◆ REQUIREMENT 1: According to the physics paper notes, in what year did Asher Peres write the paper on generalizing the Schmidt decomposition?

┌─ DOCUMENT EXTRACT

In this note, I've demonstrated how the mathematically rigorous treatment of observables with continuous spectra works. At the end, I've introduced a little question of mine arosed while writing this note. It was represented in the 11'th session of Quantum Theory study circle at Quanta.

This paper discusses the mathematical differences between electric and magnetic dipoles. I starts with analyzing the necessity of their difference and then discuss the possibility of considering dipoles as fundamental sources of EM fields rather than electric monopoles and currents.

P.S: In the "Final Instance" part, there is a mistake negleting the effect of bound surface-charges. applying this effect, the total magnetic field is zero everywhere which leads to the fact that if you attempt to construct this magnetization using dipoles arrangement, they all cancel eachother and produce no effective field.

This paper was my attempt to formulate the probabilistic approach to classical mechanics before I get familiar with Liouville's theory; Therefore, I used a frustrating method similar to what is used for Fokker-Planck theory. Then, I derived Liouville's equation and analyzed its solution in different situations.

This paper is my attempt to build the Schrodinger equation starting from Liouville-Von Neumann equation. This ended up with the possibility of considering the Quantum Mechanics based on density matrix rather than state vectors.

This is a paper written by Asher Peres in 1995 which investigates the necessary and sufficient conditions on generalization of Schmidt decomposition to a composite system with more than two subsystems. It turns out that it's simpler that it appears!

This is a paper written by E. T. Jaynes in 1957 which argue that statistical mechanics is not actually a "physical theory" dependent on physical phenomena (such as ergodicity, metric transitivity, etc.). In this paper, statistical mechanics is considered as "the best possible estimate we can make based on available information" as a statistical inference. If ergodicity is seen to be violated, we are given some "new information" which alters our "best possible estimate" about the system so doesn't contradict other perspectives. I personally prefer This perspective to the subject and enjoyed reading this paper.

This is a paper written by E. T. Jaynes in 1971 which demonstrates the possibility of rising the Boltzmann's H function in course of time (contrary to the H-theorem). It discusses an "Empirically Rializable" way to produce H-theorem-violating systems Using a simple beautiful method. (I have presented this paper in QSC. More info can be found here in "Historical Papers" presentations).

This is a paper written by U. Klein which tries to formulate the classical probabilistic mechanics Similar to the Quantum Theory and find the "Quantization Rule".

This paper is the original paper written by W. Heisenberg in July 1925 which is considered as the birth of Quantum Mechanics translated in English (ref: Sources of Quantum Mechanics, Van Der Wearden). There is also a paper written by M. Khorrami explaining this paper with modern notation which I've found interesting.

└─

◆ REQUIREMENT 2: Please rewrite the records from their first line through the line that contains "point(153, 104)", swapping "wooden post" for "fence post" and keeping everything else the same.

┌─ SUPPLIED RECORDS

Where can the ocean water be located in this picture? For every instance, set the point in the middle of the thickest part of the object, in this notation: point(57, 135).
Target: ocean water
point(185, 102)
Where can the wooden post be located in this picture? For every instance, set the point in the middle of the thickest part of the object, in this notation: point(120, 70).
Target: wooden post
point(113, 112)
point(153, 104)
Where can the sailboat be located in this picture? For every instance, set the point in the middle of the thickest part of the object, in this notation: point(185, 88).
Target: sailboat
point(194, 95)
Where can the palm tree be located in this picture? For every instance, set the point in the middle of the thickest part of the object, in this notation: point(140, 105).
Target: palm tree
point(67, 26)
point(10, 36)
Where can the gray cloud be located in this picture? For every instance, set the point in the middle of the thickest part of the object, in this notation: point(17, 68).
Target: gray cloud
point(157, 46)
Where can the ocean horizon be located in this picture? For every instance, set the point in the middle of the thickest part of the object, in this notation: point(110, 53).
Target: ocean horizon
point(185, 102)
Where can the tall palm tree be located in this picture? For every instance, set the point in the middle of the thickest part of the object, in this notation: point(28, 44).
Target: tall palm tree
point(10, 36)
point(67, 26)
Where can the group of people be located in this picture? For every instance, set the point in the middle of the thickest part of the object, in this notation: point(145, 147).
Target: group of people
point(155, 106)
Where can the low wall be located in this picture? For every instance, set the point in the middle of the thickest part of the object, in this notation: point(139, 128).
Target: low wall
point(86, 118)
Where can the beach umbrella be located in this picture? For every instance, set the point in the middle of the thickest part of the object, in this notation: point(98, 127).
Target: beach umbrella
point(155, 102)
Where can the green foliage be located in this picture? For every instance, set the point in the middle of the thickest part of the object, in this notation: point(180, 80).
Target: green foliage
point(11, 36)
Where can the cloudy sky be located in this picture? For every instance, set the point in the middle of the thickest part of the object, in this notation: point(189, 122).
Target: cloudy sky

└─

◆ SOLUTION 1: 1995

◆ SOLUTION 2:
Where can the ocean water be located in this picture? For every instance, set the point in the middle of the thickest part of the object, in this notation: point(57, 135).
Target: ocean water
point(185, 102)
Where can the fence post be located in this picture? For every instance, set the point in the middle of the thickest part of the object, in this notation: point(120, 70).
Target: fence post
point(113, 112)
point(153, 104)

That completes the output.